__Extracted text__.
=== Section Start ===
Hon. Dale Kildee, Vice Chairman,
Committee on Education and Labor, U.S. House of Representatives 
        Washington, DC.
    Dear Rep. Kildee: On behalf of the 19,000 cities and towns 
represented by the National League of Cities (NLC), I write to express 
our strong opposition to H.R. 980, the Public Safety Employer-Employee 
Cooperation Act of 2007.
    It has long been the position of the NLC that the federal 
government should not undermine municipal autonomy with respect to 
making fundamental employment decisions by mandating specific working 
conditions, including collective bargaining.
    Currently, 33 states have granted their state and local government 
employees the right to enter into collective bargaining arrangements. 
Your legislation would mandate collective bargaining rights for all 
police, fire and emergency medical workers without regard to state laws 
or constitutions and establish a precedent for federal interference in 
all employee-employer relationships in municipal government.
    I urge you to modify this legislation, so that it respects the 
long-standing principal of non-interference in employer-employee 
relations that has existed among the federal, state and local 
governments.
    If you have any questions about NLC's position with respect to H.R. 
980, please contact us.
                                           Donald J. Borut,
                                                Executive Director.
                                 ______
                                 
                                 National League of Cities,
                                     Washington, DC, June 19, 2007.
Hon. George Miller, Chairman,
Hon. Howard McKeon, Ranking Minority Member,
Committee on Education and Labor, U.S. House of Representatives 
        Washington, DC.
    Dear Chairman Miller and Ranking Minority Member McKeon: On behalf 
of the 19,000 cities and towns represented by the National League of 
Cities (NLC), I write to express our strong opposition to H.R. 980, the 
Public Safety Employer-Employee Cooperation Act.
    It has long been the position of the NLC that the federal 
government should not undermine municipal autonomy with respect to 
making fundamental employment decisions by mandating specific working 
conditions, including collective bargaining. In light of the labor 
protections provided by state laws, labor agreements, city government 
civil service systems and municipal personnel procedures, NLC opposes 
federal legislation which singles out a class of municipal employees 
for additional protections like those proposed in H.R. 980.
=== Section End ===
__Data records__.
=== Section Start ===
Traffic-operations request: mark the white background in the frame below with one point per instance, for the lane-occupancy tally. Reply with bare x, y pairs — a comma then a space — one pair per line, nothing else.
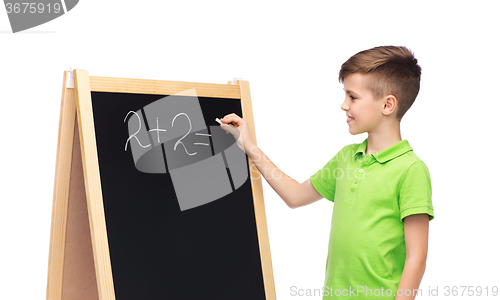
290, 52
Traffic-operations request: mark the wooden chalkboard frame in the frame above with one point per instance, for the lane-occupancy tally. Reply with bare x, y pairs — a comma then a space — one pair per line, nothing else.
79, 261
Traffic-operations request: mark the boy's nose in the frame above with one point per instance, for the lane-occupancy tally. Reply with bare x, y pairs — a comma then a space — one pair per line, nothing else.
344, 107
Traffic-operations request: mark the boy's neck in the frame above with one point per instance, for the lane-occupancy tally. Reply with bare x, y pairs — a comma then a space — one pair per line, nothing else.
383, 138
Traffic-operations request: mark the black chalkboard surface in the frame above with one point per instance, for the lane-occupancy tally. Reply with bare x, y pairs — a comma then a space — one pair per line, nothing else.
152, 199
158, 251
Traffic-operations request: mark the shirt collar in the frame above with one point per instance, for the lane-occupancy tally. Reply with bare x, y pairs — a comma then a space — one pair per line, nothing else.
387, 154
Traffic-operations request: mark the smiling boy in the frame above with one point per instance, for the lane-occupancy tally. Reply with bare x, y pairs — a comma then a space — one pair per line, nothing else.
380, 189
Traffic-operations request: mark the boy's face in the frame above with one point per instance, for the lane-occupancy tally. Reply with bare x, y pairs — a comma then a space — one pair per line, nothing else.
360, 104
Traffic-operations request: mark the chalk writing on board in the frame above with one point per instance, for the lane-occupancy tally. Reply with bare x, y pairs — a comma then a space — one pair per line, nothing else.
211, 165
134, 135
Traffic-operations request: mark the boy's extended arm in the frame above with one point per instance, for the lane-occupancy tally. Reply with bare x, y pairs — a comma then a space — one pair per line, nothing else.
416, 228
293, 193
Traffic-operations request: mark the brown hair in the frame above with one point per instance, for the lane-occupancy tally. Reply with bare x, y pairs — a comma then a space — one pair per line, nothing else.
394, 71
=== Section End ===
__Exercise instructions__. Reproduce the passage of the National League of Cities letters on H.R. 980 starting with "Dear Chairman Miller" and going on through "in H.R. 980.", word for word. The records have no connection to the National League of Cities letters on H.R. 980.

__Task solution__.
Dear Chairman Miller and Ranking Minority Member McKeon: On behalf 
of the 19,000 cities and towns represented by the National League of 
Cities (NLC), I write to express our strong opposition to H.R. 980, the 
Public Safety Employer-Employee Cooperation Act.
    It has long been the position of the NLC that the federal 
government should not undermine municipal autonomy with respect to 
making fundamental employment decisions by mandating specific working 
conditions, including collective bargaining. In light of the labor 
protections provided by state laws, labor agreements, city government 
civil service systems and municipal personnel procedures, NLC opposes 
federal legislation which singles out a class of municipal employees 
for additional protections like those proposed in H.R. 980.